→ 指定課題 1:
懲戒事例の抜粋を読み、次の問いに答えてください。
(a) 被懲戒者が住民票を取り寄せた職務上請求書は何年何月何日付けか。
(b) 取り寄せた住民票に記載されていたのは誰か。
(c) 弁護士法第56条によると、懲戒を受けるのは誰か。
→ 指定課題 2: 懲戒事例の抜粋のうち「被懲戒者は、養育費請求の調停を」で始まる段落を、主な事実を残して箇条書きに書き直してください。

→ 原文抜粋:
-*-
被懲戒者は、養育費請求の調停を申し立てられたAから、申立後に相手方Bが懲戒請求者を世帯主とする世帯に転入しているなどと説明され、懲戒請求者を世帯主とする住民票の取り寄せの依頼を受けた。被懲戒者は、2009年7月17日付け職務上請求書により、Aの求めに応じて漫然と、職務上の必要を超えて、懲戒請求者を世帯主とする世帯全員の住民票を取り寄せた。また、被懲戒者は、上記住民票には懲戒請求者のみ記載され、Bの記載がなく、住民票を求めるAの要望がBに対する上記調停事件とは関係がないにもかかわらず、上記住民票の写しをAに交付した。
 被懲戒者の上記行為は、弁護士法第56条第1項に定める弁護士としての品位を失うべき非行に該当する。

弁護士法第56条(懲戒事由及び懲戒権者)
 弁護士及び弁護士法人は、この法律又は所属弁護士会若しくは日本弁護士連合会の会則に違反し、所属弁護士会の秩序又は信用を害し、その他職務の内外を問わずその品位を失うべき非行があつたときは、懲戒を受ける。
-*-
→ データ項目:
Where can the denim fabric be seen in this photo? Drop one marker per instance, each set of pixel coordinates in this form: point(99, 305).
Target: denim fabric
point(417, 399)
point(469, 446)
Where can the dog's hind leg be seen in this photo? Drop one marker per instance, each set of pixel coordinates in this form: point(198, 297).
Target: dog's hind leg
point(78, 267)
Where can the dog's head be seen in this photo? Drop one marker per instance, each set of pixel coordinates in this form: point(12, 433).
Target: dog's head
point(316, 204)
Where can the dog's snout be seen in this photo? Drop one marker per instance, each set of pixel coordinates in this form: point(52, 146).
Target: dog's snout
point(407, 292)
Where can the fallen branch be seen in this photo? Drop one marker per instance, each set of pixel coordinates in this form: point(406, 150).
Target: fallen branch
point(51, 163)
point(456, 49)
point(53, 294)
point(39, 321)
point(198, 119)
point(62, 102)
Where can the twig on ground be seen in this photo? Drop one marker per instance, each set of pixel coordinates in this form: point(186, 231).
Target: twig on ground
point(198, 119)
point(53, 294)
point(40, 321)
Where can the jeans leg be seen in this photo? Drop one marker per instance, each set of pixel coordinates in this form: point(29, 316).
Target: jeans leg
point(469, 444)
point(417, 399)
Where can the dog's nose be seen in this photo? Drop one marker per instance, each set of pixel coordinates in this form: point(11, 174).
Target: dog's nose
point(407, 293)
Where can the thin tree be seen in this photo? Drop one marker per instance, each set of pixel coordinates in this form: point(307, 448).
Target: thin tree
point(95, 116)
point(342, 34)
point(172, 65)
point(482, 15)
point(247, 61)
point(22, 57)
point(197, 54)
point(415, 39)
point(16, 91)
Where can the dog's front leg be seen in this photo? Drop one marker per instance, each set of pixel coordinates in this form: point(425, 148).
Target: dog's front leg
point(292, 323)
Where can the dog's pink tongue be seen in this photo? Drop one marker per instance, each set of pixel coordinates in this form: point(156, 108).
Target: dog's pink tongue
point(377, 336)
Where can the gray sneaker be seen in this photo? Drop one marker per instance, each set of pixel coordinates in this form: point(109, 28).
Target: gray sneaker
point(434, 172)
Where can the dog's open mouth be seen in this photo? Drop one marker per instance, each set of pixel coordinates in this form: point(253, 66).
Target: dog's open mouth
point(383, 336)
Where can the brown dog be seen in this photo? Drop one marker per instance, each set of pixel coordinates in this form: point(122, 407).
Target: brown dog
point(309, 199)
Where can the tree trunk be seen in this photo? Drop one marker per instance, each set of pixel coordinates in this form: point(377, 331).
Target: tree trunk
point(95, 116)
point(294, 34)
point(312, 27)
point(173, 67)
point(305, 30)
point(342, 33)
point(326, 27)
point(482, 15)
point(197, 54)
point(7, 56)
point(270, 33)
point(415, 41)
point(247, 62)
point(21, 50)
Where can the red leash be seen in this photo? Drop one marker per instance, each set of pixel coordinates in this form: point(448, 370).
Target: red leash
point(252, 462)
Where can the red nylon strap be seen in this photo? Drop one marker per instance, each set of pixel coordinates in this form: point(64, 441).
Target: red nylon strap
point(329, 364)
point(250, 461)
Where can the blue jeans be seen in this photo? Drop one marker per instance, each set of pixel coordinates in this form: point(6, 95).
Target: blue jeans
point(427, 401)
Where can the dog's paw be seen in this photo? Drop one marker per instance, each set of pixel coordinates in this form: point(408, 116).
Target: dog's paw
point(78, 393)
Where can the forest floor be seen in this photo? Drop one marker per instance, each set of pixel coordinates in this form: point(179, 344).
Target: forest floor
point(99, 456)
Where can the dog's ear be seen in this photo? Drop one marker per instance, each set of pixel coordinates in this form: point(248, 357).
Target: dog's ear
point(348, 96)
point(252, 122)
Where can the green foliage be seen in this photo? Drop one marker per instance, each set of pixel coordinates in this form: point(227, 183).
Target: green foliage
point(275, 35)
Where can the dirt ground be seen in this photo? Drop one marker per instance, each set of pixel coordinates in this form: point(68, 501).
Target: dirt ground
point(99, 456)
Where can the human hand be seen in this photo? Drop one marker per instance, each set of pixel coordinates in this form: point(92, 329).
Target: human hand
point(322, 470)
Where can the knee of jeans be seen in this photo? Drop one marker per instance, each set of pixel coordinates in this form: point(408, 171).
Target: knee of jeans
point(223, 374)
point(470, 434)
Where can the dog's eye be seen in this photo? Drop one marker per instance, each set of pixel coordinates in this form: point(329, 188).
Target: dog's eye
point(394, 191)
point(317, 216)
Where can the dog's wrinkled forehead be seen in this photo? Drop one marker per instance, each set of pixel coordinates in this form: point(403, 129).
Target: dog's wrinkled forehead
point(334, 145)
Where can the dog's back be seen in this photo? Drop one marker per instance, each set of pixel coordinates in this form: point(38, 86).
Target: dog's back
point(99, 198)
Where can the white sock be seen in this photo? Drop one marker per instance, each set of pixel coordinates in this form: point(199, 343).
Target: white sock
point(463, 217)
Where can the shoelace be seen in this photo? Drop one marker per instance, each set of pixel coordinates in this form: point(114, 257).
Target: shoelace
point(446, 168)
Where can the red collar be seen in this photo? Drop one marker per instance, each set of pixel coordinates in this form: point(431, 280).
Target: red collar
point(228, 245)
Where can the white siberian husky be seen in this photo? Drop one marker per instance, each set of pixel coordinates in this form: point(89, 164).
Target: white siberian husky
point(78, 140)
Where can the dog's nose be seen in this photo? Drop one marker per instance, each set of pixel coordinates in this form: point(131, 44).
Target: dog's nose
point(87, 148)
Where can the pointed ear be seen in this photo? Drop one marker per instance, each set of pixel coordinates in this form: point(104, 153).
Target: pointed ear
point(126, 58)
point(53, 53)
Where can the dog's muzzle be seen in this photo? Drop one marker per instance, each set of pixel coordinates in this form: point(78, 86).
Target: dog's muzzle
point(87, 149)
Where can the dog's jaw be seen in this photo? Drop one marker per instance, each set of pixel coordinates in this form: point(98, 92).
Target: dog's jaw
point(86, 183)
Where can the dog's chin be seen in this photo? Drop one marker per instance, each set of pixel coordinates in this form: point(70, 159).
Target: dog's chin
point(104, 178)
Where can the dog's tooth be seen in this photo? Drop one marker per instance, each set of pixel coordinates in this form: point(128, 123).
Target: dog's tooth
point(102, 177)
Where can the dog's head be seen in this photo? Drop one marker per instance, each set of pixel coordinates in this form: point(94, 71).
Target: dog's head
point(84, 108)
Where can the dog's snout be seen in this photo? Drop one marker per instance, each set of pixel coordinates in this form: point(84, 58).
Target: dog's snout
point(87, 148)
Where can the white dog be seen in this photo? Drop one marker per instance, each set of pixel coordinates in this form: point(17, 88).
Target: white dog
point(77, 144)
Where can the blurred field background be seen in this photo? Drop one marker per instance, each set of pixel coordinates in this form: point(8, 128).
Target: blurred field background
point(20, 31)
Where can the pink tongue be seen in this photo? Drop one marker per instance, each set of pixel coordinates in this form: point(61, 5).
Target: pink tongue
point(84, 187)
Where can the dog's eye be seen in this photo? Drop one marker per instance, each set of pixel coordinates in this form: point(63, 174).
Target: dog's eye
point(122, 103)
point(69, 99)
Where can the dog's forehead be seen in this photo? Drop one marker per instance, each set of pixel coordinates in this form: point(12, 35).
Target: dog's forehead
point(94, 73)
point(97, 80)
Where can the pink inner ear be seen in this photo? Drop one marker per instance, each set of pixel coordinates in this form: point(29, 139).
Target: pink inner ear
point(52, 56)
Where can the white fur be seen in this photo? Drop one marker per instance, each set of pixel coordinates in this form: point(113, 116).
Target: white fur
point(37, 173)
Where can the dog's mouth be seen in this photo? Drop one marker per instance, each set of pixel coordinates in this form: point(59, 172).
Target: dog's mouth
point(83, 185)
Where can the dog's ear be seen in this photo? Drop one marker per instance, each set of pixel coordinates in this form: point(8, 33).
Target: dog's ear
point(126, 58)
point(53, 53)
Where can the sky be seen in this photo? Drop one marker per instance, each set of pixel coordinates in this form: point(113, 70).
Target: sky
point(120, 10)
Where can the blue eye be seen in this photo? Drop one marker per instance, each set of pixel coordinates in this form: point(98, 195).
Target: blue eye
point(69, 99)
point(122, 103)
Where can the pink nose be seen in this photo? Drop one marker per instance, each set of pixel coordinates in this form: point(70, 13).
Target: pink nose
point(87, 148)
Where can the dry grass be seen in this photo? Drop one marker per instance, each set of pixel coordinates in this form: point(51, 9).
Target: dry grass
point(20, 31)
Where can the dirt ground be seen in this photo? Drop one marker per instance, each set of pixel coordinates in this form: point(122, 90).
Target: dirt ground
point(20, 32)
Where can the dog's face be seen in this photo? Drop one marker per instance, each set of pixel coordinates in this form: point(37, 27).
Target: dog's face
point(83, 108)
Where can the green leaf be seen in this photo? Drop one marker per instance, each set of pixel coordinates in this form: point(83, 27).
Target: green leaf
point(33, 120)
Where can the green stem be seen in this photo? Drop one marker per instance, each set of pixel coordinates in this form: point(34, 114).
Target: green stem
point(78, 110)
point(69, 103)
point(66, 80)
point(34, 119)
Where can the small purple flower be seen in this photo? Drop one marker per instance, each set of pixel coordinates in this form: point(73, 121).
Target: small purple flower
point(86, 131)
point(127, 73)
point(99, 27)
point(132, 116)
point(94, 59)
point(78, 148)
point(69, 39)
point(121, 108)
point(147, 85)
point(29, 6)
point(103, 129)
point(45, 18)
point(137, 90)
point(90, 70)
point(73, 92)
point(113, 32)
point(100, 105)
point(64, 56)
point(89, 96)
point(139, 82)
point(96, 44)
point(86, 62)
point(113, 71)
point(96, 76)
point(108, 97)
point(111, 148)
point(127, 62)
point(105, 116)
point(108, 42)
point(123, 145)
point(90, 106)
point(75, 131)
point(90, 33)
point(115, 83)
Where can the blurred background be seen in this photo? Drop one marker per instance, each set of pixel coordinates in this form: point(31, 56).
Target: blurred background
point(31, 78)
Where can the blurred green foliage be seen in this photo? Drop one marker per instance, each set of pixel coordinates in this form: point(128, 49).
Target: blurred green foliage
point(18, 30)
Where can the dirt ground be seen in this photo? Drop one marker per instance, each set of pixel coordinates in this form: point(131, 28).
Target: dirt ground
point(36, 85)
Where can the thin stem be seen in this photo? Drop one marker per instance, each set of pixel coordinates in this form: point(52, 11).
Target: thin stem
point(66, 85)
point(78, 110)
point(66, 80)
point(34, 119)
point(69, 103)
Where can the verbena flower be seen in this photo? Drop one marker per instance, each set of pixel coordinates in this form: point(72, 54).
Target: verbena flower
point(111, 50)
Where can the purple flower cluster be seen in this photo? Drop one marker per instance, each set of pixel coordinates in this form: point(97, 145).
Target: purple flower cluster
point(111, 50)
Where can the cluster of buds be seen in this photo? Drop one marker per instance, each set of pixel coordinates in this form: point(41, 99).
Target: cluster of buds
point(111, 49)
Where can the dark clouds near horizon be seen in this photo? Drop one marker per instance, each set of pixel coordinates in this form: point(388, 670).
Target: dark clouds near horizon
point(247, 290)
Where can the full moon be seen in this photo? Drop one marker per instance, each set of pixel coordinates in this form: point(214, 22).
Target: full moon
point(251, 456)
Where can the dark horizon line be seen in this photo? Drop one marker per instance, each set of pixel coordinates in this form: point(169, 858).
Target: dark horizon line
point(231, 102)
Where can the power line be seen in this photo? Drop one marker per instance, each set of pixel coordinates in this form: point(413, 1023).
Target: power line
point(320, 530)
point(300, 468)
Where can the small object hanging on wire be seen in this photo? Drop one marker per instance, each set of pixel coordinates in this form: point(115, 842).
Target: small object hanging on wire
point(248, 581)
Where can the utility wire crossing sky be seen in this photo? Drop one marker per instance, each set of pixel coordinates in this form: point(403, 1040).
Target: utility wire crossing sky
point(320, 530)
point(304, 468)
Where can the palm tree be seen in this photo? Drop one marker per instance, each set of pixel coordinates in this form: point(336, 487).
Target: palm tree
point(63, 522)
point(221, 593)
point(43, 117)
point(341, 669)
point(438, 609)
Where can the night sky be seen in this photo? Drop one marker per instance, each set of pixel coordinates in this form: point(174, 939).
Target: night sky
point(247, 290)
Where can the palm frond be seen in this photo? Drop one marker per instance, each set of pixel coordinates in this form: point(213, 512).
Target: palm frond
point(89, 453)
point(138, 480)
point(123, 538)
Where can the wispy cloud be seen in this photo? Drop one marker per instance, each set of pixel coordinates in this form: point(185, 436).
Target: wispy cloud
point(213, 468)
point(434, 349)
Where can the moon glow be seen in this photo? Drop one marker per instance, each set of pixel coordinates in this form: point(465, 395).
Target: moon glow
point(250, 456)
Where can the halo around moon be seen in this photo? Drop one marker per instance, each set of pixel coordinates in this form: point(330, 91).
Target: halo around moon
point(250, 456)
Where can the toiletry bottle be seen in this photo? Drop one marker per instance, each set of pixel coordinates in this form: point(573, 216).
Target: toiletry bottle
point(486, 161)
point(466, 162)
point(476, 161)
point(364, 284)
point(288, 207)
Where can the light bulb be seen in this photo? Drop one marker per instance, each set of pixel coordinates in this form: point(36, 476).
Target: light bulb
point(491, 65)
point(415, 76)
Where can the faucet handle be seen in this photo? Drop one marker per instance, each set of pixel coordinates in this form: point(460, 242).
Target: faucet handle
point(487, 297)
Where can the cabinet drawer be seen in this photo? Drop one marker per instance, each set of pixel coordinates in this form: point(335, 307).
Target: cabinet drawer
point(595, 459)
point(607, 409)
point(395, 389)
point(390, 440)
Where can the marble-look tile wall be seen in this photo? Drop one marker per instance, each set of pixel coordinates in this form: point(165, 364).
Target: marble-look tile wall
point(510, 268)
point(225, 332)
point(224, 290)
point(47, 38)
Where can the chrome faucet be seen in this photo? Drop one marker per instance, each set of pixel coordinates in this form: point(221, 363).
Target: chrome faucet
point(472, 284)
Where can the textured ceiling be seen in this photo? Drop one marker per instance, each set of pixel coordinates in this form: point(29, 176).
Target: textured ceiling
-*-
→ 回答全文 1:
(a) 2009年7月17日付け
(b) 懲戒請求者のみ(Bの記載はなかった)
(c) 弁護士及び弁護士法人

→ 回答全文 2:
・被懲戒者は、養育費請求の調停を申し立てられたAから、申立後に相手方Bが懲戒請求者を世帯主とする世帯に転入しているなどと説明され、その住民票の取り寄せを依頼された。
・被懲戒者は2009年7月17日付け職務上請求書により、Aの求めに応じて漫然と、職務上の必要を超えて、懲戒請求者を世帯主とする世帯全員の住民票を取り寄せた。
・住民票には懲戒請求者のみが記載されてBの記載はなく、Aの要望はBに対する調停事件と関係がなかったにもかかわらず、被懲戒者はその写しをAに交付した。